Items from a data source
--------
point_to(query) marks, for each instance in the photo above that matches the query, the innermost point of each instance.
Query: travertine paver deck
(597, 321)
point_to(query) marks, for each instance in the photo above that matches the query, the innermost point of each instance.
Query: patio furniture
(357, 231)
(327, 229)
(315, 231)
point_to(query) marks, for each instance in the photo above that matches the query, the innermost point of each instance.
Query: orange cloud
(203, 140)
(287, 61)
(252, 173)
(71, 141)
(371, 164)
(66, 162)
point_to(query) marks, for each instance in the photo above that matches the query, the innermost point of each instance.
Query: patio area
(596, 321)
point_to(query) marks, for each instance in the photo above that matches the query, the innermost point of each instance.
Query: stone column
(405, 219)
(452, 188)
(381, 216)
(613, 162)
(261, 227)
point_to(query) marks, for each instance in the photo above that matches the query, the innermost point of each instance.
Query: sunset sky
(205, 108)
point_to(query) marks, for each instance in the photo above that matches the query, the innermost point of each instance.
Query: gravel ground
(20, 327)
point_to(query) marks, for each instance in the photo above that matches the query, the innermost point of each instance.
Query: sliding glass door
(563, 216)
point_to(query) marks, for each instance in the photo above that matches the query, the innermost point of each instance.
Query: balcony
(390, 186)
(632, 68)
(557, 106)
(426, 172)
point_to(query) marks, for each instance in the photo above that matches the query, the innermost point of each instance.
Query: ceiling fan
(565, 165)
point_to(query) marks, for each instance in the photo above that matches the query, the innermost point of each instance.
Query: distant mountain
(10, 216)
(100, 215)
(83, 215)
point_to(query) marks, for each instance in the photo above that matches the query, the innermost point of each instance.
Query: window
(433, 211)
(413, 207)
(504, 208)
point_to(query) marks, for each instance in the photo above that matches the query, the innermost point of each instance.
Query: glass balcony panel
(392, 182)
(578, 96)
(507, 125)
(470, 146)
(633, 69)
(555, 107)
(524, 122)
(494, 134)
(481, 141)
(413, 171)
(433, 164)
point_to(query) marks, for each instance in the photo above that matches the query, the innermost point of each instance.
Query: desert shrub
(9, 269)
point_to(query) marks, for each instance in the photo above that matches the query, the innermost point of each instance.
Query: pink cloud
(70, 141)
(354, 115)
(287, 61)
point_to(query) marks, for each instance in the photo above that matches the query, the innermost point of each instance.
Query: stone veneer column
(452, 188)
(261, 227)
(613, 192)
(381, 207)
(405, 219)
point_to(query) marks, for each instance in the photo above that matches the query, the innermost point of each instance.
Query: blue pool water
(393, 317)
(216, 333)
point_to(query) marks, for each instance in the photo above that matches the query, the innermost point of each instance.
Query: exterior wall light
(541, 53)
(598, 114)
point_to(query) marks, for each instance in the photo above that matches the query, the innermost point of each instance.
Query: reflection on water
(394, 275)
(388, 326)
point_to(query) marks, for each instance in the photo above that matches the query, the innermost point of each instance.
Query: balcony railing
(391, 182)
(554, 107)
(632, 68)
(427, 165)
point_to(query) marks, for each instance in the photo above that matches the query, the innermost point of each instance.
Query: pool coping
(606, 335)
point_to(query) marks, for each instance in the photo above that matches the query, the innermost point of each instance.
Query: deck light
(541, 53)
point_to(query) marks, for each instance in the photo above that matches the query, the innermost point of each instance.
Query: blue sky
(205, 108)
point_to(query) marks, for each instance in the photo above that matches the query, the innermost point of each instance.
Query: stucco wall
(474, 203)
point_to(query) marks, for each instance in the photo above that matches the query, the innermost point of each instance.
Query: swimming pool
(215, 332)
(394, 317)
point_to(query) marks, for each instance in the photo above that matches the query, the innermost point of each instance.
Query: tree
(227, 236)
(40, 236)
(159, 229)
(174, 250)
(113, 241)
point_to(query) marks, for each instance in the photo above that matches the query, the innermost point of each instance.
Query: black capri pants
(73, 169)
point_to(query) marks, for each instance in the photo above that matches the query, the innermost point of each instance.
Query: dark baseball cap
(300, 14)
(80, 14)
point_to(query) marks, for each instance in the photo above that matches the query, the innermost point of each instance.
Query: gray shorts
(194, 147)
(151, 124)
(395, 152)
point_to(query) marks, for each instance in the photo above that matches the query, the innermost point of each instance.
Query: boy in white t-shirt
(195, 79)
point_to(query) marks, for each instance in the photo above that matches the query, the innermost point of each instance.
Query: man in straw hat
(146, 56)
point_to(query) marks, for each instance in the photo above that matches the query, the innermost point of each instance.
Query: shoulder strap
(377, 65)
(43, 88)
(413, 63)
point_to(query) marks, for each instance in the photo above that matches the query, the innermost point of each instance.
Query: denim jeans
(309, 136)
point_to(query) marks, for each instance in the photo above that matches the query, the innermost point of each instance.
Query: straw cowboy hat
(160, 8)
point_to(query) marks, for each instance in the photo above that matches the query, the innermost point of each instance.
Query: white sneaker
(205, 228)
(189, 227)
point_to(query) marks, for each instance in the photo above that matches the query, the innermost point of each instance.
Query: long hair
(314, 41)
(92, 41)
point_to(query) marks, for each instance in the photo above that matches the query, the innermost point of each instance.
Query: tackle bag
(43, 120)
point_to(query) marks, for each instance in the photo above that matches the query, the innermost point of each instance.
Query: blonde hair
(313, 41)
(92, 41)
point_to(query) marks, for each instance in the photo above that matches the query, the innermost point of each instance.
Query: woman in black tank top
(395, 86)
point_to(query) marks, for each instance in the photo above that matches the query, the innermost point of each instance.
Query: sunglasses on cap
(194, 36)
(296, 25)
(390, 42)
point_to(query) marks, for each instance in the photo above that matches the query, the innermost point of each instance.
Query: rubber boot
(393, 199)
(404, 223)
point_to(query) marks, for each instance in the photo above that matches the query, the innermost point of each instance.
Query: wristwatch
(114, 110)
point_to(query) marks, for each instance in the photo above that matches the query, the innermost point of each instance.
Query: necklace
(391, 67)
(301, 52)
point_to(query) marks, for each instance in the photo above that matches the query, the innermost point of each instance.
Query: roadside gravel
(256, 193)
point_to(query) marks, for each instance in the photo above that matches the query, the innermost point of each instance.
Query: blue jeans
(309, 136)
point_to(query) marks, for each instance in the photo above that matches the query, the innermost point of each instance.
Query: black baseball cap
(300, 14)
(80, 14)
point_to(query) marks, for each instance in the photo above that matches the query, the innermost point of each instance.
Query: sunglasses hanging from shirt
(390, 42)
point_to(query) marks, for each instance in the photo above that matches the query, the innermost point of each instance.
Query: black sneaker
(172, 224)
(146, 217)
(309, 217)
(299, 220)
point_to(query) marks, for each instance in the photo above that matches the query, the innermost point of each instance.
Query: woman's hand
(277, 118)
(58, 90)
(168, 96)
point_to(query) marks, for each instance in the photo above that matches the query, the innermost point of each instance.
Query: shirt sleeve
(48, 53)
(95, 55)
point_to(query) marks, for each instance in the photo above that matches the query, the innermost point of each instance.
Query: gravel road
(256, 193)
--------
PROBLEM:
Repeat the line containing "Query: necklace" and all subsequent lines through the final line of the data, exactly and with no others.

RESULT BELOW:
Query: necklace
(391, 67)
(301, 52)
point_to(query) marks, for each instance in the photo above that matches the query, the innermost point of each instance.
Query: roadside gravel
(256, 193)
point_to(query) marks, for each instance in the photo above that matches the query, the innermost point of each instance.
Query: blue jeans
(309, 136)
point_to(query) marks, for each instance in the photo above that matches the query, the innermost point of each instance.
Query: black baseball cap
(300, 14)
(80, 14)
point_to(query) marks, for each instance in the photo above that matches the query, the innermost point of each instance.
Query: sunglasses hanging from shirt
(390, 42)
point_to(query) marks, for each instance in the photo above that matches the query, the innermost point of each instance.
Query: black sneaker
(172, 224)
(146, 217)
(309, 217)
(299, 220)
point_to(query) marks, for each instance in the photo above that matches the query, the innermost point of each instance.
Query: woman's hand
(277, 118)
(58, 90)
(168, 96)
point_to(query) marks, for each instance in the photo above that matches the query, the innermost point of each instance.
Query: shirt sleeve
(48, 53)
(95, 55)
point_to(query) marks, for each instance in the photo above that matches the query, the innermost point of each instance.
Query: gravel road
(256, 193)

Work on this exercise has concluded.